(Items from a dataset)

══════════════════════════════

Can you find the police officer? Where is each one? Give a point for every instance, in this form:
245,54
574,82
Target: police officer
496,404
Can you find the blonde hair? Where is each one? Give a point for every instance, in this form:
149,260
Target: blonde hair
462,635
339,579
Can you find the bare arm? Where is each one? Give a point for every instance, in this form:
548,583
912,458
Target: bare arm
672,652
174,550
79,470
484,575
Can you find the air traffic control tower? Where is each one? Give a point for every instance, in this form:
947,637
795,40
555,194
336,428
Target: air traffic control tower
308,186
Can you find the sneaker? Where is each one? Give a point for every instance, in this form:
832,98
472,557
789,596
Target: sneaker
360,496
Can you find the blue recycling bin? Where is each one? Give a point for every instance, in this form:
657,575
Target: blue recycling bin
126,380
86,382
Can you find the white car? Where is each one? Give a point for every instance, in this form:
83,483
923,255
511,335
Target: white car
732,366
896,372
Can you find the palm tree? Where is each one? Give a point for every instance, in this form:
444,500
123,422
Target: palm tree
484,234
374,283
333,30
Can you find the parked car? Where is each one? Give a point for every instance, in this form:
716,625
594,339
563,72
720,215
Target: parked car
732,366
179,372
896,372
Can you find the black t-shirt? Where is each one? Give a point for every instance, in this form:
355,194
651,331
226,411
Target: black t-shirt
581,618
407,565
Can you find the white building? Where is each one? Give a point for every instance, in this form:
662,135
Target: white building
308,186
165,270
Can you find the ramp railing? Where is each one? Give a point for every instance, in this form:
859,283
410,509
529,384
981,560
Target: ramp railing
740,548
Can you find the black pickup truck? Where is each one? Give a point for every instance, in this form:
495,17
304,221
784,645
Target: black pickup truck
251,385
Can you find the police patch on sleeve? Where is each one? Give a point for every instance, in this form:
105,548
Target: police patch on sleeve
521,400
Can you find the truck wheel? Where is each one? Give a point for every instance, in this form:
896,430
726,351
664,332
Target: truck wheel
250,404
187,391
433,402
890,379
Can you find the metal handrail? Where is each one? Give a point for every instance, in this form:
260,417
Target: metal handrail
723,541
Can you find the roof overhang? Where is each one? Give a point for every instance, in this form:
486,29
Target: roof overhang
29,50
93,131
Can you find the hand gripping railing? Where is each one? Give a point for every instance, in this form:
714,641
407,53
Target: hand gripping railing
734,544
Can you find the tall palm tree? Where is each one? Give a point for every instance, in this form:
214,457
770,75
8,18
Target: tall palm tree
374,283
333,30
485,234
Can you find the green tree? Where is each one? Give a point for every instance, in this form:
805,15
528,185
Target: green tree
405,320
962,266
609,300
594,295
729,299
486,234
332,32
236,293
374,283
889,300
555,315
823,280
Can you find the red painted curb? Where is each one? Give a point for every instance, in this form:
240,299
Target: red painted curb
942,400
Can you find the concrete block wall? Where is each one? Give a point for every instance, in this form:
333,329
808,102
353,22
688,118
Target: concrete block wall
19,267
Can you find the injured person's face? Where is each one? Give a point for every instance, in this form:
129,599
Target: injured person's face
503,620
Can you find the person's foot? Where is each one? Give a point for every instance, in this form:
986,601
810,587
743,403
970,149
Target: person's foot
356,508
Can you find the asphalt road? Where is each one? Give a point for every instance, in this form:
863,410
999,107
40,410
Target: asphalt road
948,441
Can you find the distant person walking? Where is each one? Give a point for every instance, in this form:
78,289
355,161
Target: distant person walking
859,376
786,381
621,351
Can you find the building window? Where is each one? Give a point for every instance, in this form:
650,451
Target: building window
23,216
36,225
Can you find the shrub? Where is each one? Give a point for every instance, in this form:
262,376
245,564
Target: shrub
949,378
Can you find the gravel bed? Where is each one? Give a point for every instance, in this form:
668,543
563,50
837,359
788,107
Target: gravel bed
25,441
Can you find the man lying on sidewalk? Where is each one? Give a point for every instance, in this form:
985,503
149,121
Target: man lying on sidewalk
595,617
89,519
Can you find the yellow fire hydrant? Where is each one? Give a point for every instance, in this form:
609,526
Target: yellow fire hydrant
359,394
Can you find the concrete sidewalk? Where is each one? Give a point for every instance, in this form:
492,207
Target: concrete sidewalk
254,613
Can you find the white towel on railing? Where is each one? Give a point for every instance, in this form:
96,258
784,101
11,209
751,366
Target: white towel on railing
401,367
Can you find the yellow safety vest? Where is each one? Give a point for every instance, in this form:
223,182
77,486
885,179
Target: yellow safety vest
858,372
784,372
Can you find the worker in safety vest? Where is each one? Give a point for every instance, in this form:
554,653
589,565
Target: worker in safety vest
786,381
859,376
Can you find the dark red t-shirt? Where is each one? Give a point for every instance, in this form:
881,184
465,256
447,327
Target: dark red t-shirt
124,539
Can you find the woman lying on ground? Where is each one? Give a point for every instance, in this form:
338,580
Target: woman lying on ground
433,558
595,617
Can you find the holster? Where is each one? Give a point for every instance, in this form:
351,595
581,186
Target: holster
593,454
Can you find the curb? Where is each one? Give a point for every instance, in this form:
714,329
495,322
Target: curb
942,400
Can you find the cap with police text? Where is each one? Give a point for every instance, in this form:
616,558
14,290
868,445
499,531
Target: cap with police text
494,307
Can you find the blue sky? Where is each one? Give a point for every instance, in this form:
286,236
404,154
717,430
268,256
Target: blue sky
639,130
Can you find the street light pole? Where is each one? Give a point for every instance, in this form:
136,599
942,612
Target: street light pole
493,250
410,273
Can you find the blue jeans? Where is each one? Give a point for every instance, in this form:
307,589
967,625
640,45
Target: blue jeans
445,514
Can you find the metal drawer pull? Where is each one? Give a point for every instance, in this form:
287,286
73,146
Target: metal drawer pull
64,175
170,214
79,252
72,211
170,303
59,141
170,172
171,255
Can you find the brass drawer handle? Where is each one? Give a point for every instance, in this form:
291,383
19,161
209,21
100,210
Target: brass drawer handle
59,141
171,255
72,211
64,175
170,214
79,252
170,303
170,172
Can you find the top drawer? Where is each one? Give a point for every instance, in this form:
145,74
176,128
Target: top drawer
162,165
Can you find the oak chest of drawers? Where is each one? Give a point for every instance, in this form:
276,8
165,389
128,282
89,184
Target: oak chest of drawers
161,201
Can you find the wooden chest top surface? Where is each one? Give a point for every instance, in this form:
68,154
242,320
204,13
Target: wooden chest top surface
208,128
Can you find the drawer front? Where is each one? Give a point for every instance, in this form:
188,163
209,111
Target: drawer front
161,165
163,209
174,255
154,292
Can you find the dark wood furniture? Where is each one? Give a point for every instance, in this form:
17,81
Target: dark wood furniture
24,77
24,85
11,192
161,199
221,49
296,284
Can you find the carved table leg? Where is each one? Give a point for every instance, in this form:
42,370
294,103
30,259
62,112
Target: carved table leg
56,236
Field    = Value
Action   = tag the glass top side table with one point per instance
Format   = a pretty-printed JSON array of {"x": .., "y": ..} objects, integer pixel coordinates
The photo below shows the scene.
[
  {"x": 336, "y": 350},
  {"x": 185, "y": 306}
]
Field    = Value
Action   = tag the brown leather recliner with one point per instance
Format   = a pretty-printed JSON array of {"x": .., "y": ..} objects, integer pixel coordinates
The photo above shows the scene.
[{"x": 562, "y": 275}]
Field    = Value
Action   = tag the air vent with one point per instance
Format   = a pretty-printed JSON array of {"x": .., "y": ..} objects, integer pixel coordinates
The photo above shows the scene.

══════════════════════════════

## AIM OF THE TASK:
Check each line of the records above for the string "Action", and report every line that has it.

## FINAL ANSWER:
Action   = tag the glass top side table with one point per instance
Action   = tag the brown leather recliner with one point per instance
Action   = tag the air vent with one point per instance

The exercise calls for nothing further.